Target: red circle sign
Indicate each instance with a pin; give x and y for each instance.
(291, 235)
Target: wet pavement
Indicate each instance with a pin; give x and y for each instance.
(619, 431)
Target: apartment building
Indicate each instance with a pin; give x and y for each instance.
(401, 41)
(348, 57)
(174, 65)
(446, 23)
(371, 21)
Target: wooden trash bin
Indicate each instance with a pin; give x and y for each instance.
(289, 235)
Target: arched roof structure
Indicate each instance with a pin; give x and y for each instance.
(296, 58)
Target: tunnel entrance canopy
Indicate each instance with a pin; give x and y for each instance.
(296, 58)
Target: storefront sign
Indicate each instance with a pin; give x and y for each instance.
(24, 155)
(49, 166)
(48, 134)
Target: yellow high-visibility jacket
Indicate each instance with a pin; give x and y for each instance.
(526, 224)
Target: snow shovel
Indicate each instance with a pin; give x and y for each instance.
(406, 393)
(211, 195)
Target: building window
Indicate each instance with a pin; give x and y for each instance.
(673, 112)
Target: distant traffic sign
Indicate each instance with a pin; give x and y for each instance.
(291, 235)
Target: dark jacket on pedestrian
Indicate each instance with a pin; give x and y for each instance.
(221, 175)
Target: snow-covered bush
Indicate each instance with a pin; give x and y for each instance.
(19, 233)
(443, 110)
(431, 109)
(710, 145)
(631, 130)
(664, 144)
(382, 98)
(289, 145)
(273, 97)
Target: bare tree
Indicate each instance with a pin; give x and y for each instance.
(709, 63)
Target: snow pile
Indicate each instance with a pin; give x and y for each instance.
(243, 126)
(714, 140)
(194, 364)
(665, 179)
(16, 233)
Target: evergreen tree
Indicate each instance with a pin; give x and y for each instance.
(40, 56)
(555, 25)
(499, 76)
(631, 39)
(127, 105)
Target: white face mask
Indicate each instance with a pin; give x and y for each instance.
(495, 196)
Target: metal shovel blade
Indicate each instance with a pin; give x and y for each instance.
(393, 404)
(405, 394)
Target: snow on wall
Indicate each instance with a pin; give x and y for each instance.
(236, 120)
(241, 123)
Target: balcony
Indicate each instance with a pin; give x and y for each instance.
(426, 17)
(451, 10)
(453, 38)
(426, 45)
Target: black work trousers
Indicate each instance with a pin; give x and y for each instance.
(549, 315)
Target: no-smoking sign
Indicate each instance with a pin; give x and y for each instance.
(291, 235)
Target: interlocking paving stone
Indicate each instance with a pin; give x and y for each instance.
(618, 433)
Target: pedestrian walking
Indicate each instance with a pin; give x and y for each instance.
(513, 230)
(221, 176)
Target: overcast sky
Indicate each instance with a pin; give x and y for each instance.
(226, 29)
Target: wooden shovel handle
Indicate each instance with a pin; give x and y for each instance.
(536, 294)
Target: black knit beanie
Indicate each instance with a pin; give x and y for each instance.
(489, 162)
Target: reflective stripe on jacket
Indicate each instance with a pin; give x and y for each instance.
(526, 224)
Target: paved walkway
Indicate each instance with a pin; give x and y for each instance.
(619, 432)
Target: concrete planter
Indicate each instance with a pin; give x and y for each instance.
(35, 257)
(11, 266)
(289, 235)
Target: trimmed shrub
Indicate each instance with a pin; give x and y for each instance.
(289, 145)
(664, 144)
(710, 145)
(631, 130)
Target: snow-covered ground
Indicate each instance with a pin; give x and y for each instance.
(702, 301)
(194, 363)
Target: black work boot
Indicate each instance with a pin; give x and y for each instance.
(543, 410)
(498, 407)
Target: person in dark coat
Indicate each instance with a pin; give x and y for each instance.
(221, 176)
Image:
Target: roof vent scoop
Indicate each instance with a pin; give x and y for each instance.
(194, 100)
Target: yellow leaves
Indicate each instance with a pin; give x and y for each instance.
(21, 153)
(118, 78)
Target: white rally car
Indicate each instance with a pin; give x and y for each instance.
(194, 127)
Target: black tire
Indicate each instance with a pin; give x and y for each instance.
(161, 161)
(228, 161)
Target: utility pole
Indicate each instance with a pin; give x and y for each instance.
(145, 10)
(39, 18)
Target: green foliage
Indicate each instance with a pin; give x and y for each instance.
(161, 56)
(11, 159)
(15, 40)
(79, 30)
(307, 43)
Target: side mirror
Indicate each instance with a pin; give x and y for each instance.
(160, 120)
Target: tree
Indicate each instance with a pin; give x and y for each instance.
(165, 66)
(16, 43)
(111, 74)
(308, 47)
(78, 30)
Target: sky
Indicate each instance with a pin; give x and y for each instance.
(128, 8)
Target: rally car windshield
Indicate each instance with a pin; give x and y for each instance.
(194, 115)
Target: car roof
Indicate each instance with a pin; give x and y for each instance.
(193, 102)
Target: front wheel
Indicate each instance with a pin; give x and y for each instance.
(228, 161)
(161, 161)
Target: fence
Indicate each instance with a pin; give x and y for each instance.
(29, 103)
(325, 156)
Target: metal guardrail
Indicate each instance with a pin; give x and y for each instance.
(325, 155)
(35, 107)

Written task:
Write out the whole listing again. Match it word for word.

Exercise result:
Target: red circle sign
Indicate each instance with a pin; give x and y for each instance.
(291, 235)
Target: wet pavement
Indicate each instance with a pin; give x and y for each instance.
(619, 431)
Target: apartment building
Indicate each instance with a pin; give x and y for each instance.
(401, 41)
(348, 57)
(174, 65)
(446, 23)
(371, 21)
Target: wooden trash bin
Indicate each instance with a pin; give x and y for each instance.
(289, 235)
Target: arched roof structure
Indicate each instance with a pin; give x and y for each instance.
(296, 58)
Target: tunnel entrance canopy
Indicate each instance with a pin; give x and y for each instance.
(296, 58)
Target: storefront sign
Indicate each instance with a pin; give x and y for each instance.
(24, 155)
(49, 166)
(48, 134)
Target: yellow high-visibility jacket
Indicate each instance with a pin; give x and y for each instance.
(526, 224)
Target: snow shovel
Indicate each instance with a pin; give x and y for each instance.
(406, 393)
(211, 195)
Target: building window
Indicate each instance with a pin; give x and y for each instance.
(673, 112)
Target: distant traffic sign
Indicate each instance with a pin; give x and y for each instance.
(291, 235)
Target: dark jacket on pedestrian
Indicate each instance with a pin; give x and y for each instance.
(221, 175)
Target: snow-covered bush
Indicate each instance with a pin; give x and y for each instance.
(19, 233)
(443, 110)
(431, 109)
(710, 145)
(631, 130)
(664, 144)
(382, 98)
(289, 145)
(273, 97)
Target: bare tree
Indicate each instance with a pin; give x and y for each instance.
(709, 63)
Target: snow pile
Indicate each instance with a pin; give x and y for each instance.
(243, 126)
(714, 140)
(194, 364)
(665, 179)
(16, 233)
Target: evergreen tree
Indicate each instance with a pin; give x and y for each instance.
(40, 56)
(555, 25)
(499, 76)
(631, 39)
(127, 105)
Target: white face mask
Indicate each instance with a pin; give x and y for each instance.
(495, 196)
Target: metal shovel blade
Indicate each instance with a pin; give x and y for each instance.
(393, 404)
(405, 394)
Target: snow on wall
Indicate each instance with a pin; give x and y for each instance.
(236, 120)
(241, 123)
Target: balcony
Indicate each instance with a pin; give x and y for each instance.
(426, 17)
(451, 10)
(453, 38)
(426, 45)
Target: black work trousers
Indicate each instance with a pin; give x and y for each instance.
(549, 315)
Target: no-smoking sign
Indicate each instance with a pin; give x and y for each instance.
(291, 235)
Target: interlocking paving stone
Indicate each instance with a pin; give x and y for each instance.
(618, 433)
Target: pedestrian walking
Indicate each instance with a pin; give x and y for each instance.
(513, 230)
(221, 176)
Target: overcast sky
Indicate each instance with a pin; give x and y for each instance.
(226, 29)
Target: wooden shovel handle
Indicate each instance with a pin; give x and y for each instance.
(536, 294)
Target: black knit beanie
Indicate each instance with a pin; give x and y for each instance.
(489, 162)
Target: reflective stripe on jacket
Indicate each instance with a pin; give x and y for each instance.
(526, 224)
Target: paved walkway
Indicate each instance with a pin; give x and y for each instance.
(619, 432)
Target: concrete planter
Indicate each instance with a pin; give x and y for each instance.
(35, 257)
(11, 266)
(289, 235)
Target: trimmed shrub
Indicate each instance with a pin; give x and y for each instance.
(289, 145)
(664, 144)
(710, 145)
(631, 130)
Target: snow-covered ground
Indicate each instance with a pin; give x and y for each instance.
(702, 301)
(194, 363)
Target: black work boot
Indicate each instance with a pin; give x and y for each instance.
(543, 410)
(498, 407)
Target: person in dark coat
Indicate each instance with a pin; give x and y for each instance.
(221, 176)
Image:
Target: roof vent scoop
Indicate each instance with a pin; give x and y for each instance.
(194, 100)
Target: yellow leaves
Indicate each instance with a pin; give x and y for each instance.
(21, 153)
(118, 78)
Target: white rally car
Indicate each instance with a pin; give x and y for each instance.
(194, 127)
Target: black tire
Indicate each instance with a pin; give x and y for each instance.
(161, 161)
(228, 161)
Target: utility pole
Indicate each instance with a pin; give x and y for each instance.
(145, 10)
(39, 18)
Target: green foliage
Indicate each instance with a pin; give x and y for each instance.
(161, 56)
(11, 159)
(15, 40)
(79, 30)
(307, 43)
Target: side mirror
Indicate each instance with a pin; give x and y for each instance.
(160, 120)
Target: tree
Indicate each instance with a pin; give x and y for each instance.
(165, 66)
(16, 43)
(111, 74)
(308, 47)
(78, 30)
Target: sky
Indicate each instance with a pin; give x and y for each instance.
(128, 8)
Target: rally car windshield
Indicate each instance with a pin; give x and y for each instance.
(194, 115)
Target: car roof
Indicate each instance with a pin; give x and y for each instance.
(193, 102)
Target: front wheel
Indicate each instance with a pin; give x and y for each instance.
(228, 161)
(161, 161)
Target: fence
Indicate each instance with a pin; give x and y for each instance.
(29, 103)
(325, 156)
Target: metal guardrail
Indicate each instance with a pin; give x and y for each instance.
(325, 155)
(35, 107)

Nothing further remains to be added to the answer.